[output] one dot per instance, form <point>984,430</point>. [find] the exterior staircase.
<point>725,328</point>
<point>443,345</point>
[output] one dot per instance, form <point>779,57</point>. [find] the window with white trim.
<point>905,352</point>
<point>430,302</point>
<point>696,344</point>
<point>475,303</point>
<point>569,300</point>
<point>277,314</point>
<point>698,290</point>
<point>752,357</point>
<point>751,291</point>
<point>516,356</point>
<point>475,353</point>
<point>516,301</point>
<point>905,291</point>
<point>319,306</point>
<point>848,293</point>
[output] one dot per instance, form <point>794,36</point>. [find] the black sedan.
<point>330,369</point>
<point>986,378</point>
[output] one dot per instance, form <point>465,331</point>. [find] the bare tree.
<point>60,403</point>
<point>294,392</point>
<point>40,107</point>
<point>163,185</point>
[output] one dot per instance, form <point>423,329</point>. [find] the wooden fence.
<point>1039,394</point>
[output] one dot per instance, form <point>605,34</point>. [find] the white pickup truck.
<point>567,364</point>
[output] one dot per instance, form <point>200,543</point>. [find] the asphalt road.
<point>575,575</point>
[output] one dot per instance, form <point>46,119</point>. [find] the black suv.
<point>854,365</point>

Instructions to follow
Copy every line above word for word.

Problem solution
[output] one dot per instance, form <point>984,430</point>. [find] the exterior staircase.
<point>725,328</point>
<point>443,345</point>
[output] one dot per instance, form <point>779,57</point>. [find] the window with white trim.
<point>905,352</point>
<point>430,302</point>
<point>696,344</point>
<point>475,303</point>
<point>569,300</point>
<point>277,314</point>
<point>698,290</point>
<point>752,357</point>
<point>751,291</point>
<point>516,356</point>
<point>475,353</point>
<point>516,301</point>
<point>905,291</point>
<point>319,306</point>
<point>848,293</point>
[output] one dot per instance, form <point>794,36</point>. [find] the black sedan.
<point>330,369</point>
<point>986,378</point>
[output] one dot per instance, form <point>465,331</point>. [find] the bare tree.
<point>60,403</point>
<point>294,392</point>
<point>40,107</point>
<point>163,185</point>
[output] one dot per instance, form <point>423,329</point>. [find] the wooden fence.
<point>1039,394</point>
[output] one dot per instance, form <point>605,34</point>. [find] the white pickup truck.
<point>567,364</point>
[output] one dot per instance, form <point>200,543</point>. [find] the asphalt road.
<point>575,575</point>
[output] one dot per instance, form <point>46,119</point>. [find] the black suv.
<point>854,365</point>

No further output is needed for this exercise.